> Exercise objective
Please pull out the stretch of the listing below from the line containing "Pinpoint every instance of blue baby" through the line containing "[236,223,349,394]", copying each line word for word but omitting any pictures.

[Lines of data]
>>>>>

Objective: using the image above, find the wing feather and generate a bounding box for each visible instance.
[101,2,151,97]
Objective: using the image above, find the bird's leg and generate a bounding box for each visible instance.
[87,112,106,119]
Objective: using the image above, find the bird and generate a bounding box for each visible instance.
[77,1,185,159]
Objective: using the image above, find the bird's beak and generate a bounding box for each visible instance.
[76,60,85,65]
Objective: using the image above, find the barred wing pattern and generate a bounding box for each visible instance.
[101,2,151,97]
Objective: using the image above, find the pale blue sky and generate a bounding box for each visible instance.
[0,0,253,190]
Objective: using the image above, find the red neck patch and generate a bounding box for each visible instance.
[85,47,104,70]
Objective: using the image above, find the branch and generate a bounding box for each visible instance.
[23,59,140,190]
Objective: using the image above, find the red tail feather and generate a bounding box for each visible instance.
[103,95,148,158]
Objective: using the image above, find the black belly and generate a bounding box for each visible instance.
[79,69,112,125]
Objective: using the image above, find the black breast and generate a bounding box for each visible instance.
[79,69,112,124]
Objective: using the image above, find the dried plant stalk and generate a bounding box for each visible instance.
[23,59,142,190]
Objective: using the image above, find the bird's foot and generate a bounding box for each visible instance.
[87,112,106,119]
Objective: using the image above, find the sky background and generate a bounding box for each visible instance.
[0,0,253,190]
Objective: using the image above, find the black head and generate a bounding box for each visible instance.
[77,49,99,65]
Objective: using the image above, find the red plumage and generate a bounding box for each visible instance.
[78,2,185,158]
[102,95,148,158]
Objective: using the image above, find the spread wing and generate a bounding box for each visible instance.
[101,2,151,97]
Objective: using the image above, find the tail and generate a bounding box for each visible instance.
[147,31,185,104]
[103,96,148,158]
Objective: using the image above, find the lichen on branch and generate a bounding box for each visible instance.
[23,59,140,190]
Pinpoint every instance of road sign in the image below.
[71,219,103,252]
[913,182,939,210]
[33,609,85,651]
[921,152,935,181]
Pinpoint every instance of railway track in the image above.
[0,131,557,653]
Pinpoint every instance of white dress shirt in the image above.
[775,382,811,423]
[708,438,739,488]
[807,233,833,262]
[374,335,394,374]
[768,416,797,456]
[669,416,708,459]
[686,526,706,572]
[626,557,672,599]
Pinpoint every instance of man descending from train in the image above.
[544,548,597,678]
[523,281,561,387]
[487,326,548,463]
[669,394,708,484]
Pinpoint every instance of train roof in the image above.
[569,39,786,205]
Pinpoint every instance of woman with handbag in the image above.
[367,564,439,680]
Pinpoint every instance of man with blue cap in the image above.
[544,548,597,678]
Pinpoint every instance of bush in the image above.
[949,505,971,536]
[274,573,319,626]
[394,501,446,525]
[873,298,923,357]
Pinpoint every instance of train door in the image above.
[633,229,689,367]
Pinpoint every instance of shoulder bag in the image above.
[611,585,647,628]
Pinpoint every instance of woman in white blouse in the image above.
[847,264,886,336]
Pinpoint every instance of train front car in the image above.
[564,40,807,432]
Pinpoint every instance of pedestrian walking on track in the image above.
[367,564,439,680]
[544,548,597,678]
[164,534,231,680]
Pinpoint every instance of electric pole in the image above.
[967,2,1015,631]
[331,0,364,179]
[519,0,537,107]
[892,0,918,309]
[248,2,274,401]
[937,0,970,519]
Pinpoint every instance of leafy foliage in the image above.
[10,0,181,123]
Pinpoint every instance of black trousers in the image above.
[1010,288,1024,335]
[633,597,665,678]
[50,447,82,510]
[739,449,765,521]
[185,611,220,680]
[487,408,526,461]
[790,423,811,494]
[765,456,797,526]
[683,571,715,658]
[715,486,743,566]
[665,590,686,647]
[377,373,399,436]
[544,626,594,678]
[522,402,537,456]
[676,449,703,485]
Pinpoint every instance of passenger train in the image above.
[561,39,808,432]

<<<<<
>>>>>

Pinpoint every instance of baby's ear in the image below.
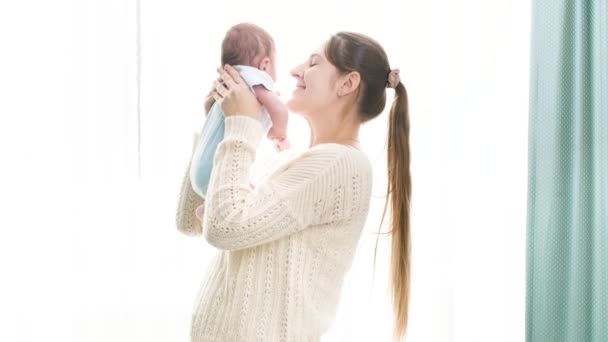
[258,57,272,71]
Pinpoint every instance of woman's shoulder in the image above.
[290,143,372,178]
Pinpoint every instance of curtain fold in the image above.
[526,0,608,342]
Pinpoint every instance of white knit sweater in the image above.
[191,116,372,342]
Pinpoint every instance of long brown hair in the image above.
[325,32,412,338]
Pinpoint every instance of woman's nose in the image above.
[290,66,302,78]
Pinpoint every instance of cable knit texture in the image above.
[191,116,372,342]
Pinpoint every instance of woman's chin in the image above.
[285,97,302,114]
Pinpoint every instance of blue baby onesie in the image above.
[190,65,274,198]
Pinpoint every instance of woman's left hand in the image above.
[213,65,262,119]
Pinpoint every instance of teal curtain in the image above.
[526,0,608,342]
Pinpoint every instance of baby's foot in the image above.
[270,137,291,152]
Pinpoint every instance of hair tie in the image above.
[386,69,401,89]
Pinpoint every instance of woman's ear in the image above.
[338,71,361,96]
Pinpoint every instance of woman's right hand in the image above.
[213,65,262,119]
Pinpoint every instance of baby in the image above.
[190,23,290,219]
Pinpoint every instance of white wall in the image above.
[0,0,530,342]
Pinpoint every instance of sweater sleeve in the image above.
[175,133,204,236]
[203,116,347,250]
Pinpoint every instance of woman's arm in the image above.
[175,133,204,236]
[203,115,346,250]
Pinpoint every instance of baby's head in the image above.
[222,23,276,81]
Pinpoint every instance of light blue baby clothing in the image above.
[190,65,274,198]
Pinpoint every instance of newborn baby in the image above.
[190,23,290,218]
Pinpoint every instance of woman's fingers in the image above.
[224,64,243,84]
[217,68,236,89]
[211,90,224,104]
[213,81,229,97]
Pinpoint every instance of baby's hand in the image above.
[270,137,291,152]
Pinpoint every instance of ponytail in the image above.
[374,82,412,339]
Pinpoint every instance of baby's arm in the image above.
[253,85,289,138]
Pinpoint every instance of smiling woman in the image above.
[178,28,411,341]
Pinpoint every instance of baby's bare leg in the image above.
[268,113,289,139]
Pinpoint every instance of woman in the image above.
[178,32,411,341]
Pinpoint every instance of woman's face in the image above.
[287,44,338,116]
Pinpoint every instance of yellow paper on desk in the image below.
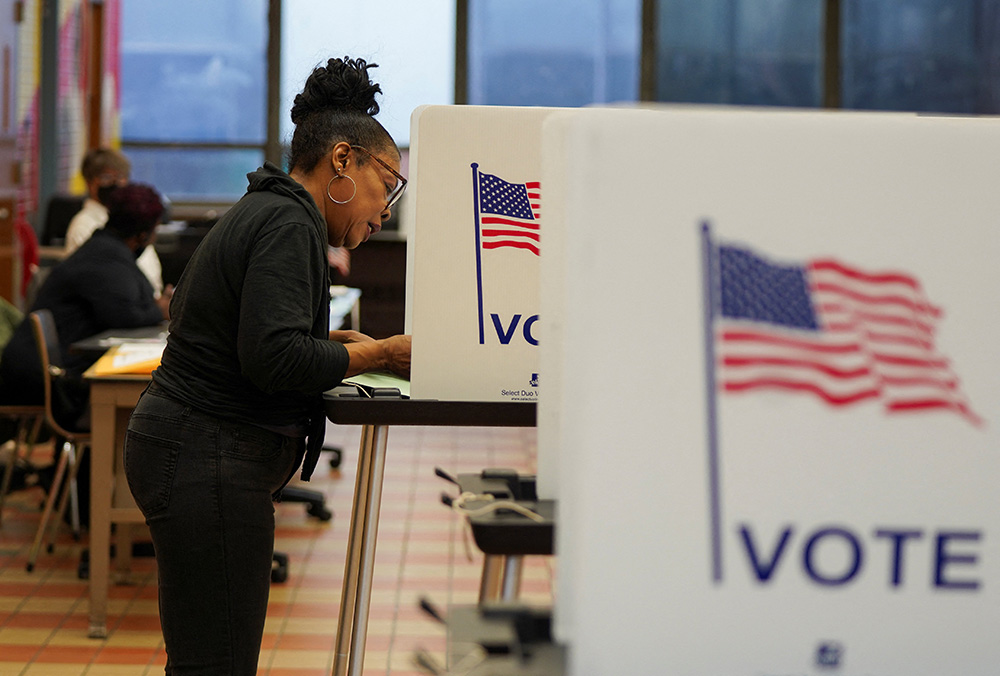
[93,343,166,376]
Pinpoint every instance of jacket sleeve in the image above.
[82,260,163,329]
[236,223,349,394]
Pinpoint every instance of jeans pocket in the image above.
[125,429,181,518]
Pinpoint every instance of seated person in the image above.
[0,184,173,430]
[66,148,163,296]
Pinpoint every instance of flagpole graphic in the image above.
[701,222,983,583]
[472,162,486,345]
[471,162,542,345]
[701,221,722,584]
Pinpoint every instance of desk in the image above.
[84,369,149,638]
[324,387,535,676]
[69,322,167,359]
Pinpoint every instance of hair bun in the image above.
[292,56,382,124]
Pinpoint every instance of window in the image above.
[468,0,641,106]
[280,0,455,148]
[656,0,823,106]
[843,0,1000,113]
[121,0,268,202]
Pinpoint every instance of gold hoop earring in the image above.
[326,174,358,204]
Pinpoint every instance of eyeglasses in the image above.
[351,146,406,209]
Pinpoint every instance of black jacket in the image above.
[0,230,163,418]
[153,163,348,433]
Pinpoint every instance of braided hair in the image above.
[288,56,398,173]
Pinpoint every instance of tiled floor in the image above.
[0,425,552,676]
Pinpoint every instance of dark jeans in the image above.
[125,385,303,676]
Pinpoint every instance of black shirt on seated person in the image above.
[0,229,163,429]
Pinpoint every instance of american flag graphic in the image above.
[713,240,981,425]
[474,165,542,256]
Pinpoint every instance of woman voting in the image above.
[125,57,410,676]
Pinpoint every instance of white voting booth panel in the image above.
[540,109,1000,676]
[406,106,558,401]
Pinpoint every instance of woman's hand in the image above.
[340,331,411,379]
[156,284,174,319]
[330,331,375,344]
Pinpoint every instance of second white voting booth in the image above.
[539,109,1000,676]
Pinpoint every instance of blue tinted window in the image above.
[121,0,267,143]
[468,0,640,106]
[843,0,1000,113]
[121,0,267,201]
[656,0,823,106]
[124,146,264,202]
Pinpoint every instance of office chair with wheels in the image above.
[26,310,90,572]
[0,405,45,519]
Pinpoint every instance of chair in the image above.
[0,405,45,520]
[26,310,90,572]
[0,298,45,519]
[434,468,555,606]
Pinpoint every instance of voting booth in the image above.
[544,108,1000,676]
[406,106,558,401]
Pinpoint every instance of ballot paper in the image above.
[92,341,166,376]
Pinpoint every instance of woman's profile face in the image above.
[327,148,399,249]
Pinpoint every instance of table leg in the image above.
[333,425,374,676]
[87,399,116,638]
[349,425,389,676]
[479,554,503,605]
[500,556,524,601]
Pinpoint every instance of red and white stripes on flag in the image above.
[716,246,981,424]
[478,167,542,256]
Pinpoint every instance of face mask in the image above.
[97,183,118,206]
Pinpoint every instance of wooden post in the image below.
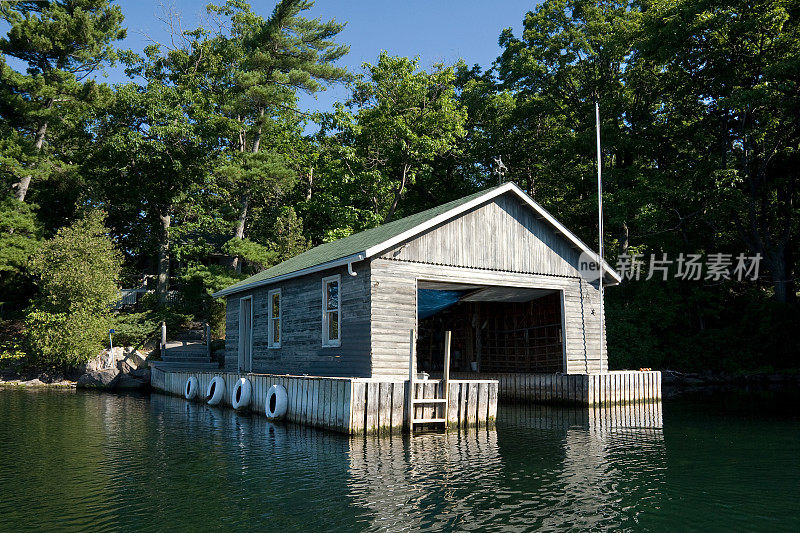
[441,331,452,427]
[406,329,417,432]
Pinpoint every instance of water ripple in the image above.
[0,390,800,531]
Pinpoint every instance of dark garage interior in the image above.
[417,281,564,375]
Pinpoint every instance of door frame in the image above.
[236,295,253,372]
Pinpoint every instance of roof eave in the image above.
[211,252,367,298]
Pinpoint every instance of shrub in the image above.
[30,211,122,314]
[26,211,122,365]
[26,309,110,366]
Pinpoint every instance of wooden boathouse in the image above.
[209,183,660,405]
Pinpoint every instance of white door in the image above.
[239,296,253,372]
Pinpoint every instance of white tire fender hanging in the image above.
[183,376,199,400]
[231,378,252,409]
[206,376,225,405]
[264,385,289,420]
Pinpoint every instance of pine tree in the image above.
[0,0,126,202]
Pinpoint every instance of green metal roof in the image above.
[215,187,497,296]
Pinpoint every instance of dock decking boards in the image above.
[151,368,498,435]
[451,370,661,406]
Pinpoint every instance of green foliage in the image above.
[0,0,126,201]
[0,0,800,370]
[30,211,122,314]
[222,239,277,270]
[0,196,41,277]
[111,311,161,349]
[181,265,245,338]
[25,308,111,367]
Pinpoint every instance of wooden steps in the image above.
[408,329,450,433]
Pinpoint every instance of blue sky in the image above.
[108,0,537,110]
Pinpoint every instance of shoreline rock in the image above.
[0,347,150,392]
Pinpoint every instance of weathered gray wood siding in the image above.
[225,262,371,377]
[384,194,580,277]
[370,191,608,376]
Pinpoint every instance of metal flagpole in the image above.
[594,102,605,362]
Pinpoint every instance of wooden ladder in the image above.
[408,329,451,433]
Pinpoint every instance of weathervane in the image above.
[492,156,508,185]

<<<<<

> Answer to this problem
Pinpoint every instance of blue baby onesie in the image above.
[190,65,274,198]
Pinpoint every instance of woman's left hand in the image above.
[213,65,262,119]
Pinpoint every instance of teal curtain in the image above.
[526,0,608,342]
Pinpoint every instance of baby's foot in the image above.
[270,137,291,152]
Pinpoint every instance of hair tie in the image above.
[386,69,401,89]
Pinpoint every instance of woman's ear in the image above.
[338,71,361,96]
Pinpoint every instance of woman's right hand in the image above.
[213,65,262,119]
Pinpoint every instance of baby in the image above.
[190,23,290,219]
Pinpoint every instance of white wall in the image above.
[0,0,530,342]
Pinpoint every instance of sweater sleeve in the image above.
[175,133,204,236]
[203,116,347,250]
Pinpoint every instance of woman's arm in the image above.
[175,133,204,236]
[203,115,346,250]
Pinpoint every instance of baby's head in the image above.
[222,23,276,81]
Pinpoint every instance of light blue baby clothing in the image above.
[190,65,274,198]
Pinpoint every instance of newborn baby in the image above.
[190,23,290,218]
Pinpoint every instance of woman's fingers in the image above.
[224,64,243,84]
[217,68,236,89]
[211,90,224,104]
[213,81,229,97]
Pinpoint every instance of baby's hand in the image above.
[270,137,291,152]
Pinpoint every instance of ponytail in the image above.
[374,82,412,339]
Pinpoint every instance of baby's arm in the image above.
[253,85,289,138]
Pinpoint every instance of smiling woman in the image above.
[178,28,411,341]
Pinpoint every instance of baby's bare leg in the image above.
[268,113,289,139]
Pinpoint every instance of woman in the image above.
[178,32,411,341]
Pinpoint every instance of woman's face in the image above.
[287,44,338,116]
Pinpoint every instance of yellow paper on desk in the image below.
[93,343,166,376]
Pinpoint every instance of jacket sleeve in the image above.
[82,260,163,329]
[236,223,349,394]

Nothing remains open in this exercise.